(TEXT SECTION)

Healthcare

Outsourcing

As-a-Service

Managed Services

Healthcare market research agency Black Book surveyed 1,587 hospital IT professionals to determine their confidence in partnering with outside contractors.

They are not happy.

39% of CIOs and technology managers described their outsourcing experience as “below expectations.” Out of 68 IT outsourcing partners identified in the survey, only 7 were described as “exceeding expectations.”

You’d think hospitals would simply change vendors, right?

It’s not that simple.

Hospitals are scrambling to find a viable partner. 82% of hospital IT departments have signed new outsourcing contracts since Q3 2016, or are in the process of vendor selection.

The implausibly high turnover rate suggests that healthcare IT managers rotate between the 68 vendors identified in the survey, trying desperately to find the right specialization to match their needs.

The turnover also signifies a much larger issue; that vendors have not adapted to meet the needs of healthcare. The survey found that “the most common outsourcing benefits sought by CMIOs [are] time spent on infrastructure [and] the ability to focus on the health system’s core business.”

In fact, 77% of CMIO responders were the most frustrated when having to manage a vendor with limited experience in healthcare operations.

(End TEXT SECTION)
(INFORMATION GIVEN)

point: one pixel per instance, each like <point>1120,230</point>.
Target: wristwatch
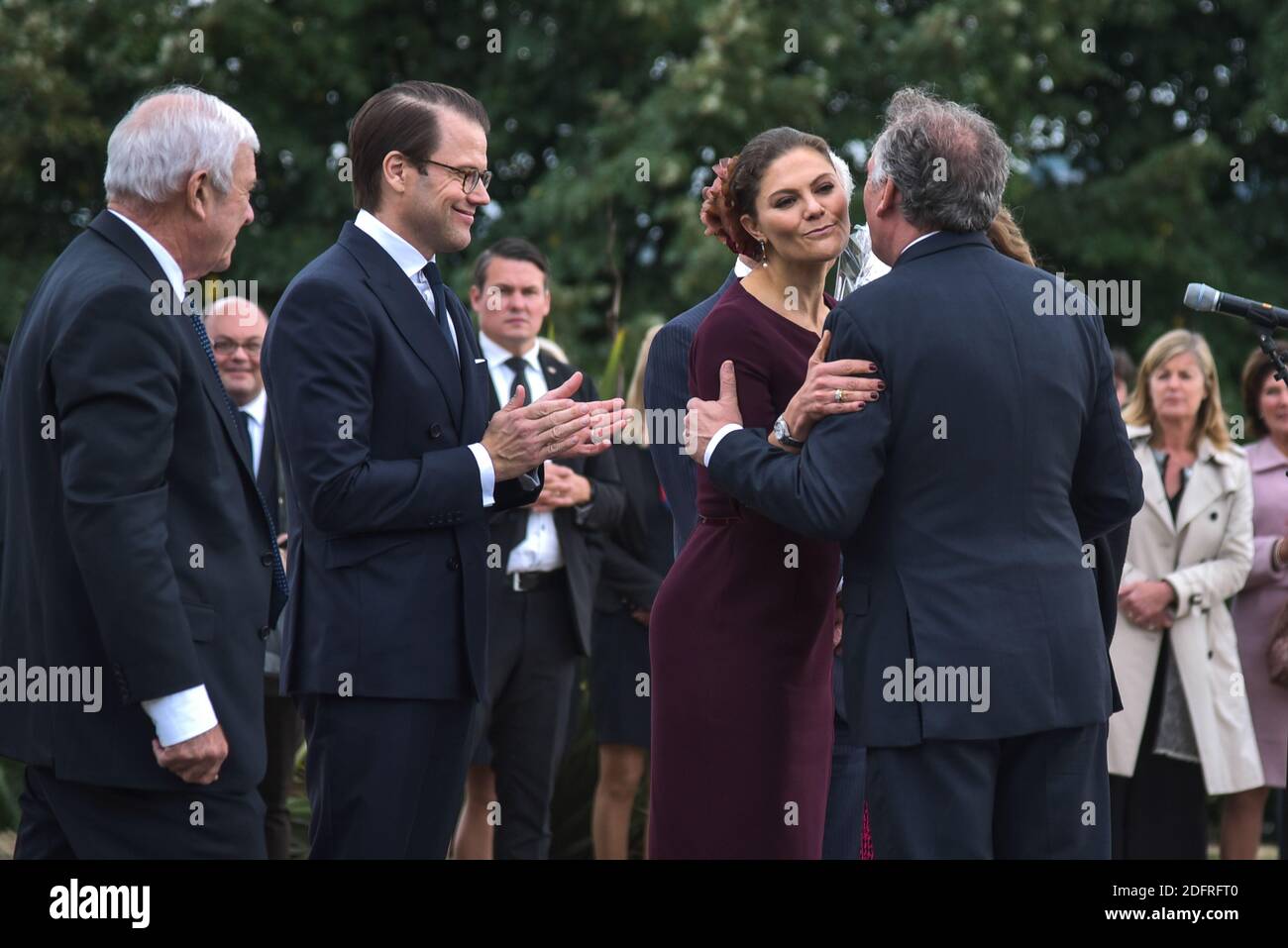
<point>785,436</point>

(End INFORMATION GIVEN)
(INFORMATION GIVEN)

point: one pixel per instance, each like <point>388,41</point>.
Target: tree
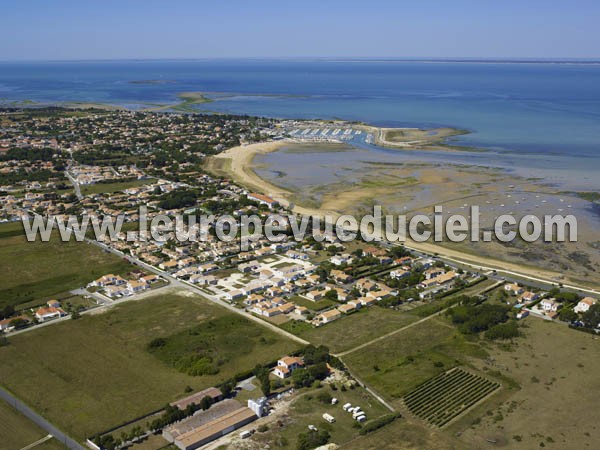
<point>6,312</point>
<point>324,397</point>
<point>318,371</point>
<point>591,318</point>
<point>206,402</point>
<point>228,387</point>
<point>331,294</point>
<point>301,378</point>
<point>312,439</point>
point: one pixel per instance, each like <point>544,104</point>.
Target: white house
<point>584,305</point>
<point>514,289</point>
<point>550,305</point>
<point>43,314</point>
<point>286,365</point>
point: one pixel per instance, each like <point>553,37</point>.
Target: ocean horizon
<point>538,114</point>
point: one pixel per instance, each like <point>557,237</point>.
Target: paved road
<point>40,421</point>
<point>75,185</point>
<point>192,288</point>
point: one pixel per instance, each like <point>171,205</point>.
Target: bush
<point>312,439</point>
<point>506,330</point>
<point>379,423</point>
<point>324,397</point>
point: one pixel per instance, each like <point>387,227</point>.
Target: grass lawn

(End INFORMATION GIVEN)
(INFORMATION GIVEN)

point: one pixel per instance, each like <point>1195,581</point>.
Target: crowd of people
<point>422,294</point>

(End INFORMATION GIVEN)

(DIRECTIONS FOR THIS TASK) Reproduce the outsourcing article word for word, from "Managed Services" up to and including "not that simple.". The entries stand apart from the outsourcing article and have nothing to do with it.

(THE COMPLETED TASK)
Managed Services

Healthcare market research agency Black Book surveyed 1,587 hospital IT professionals to determine their confidence in partnering with outside contractors.

They are not happy.

39% of CIOs and technology managers described their outsourcing experience as “below expectations.” Out of 68 IT outsourcing partners identified in the survey, only 7 were described as “exceeding expectations.”

You’d think hospitals would simply change vendors, right?

It’s not that simple.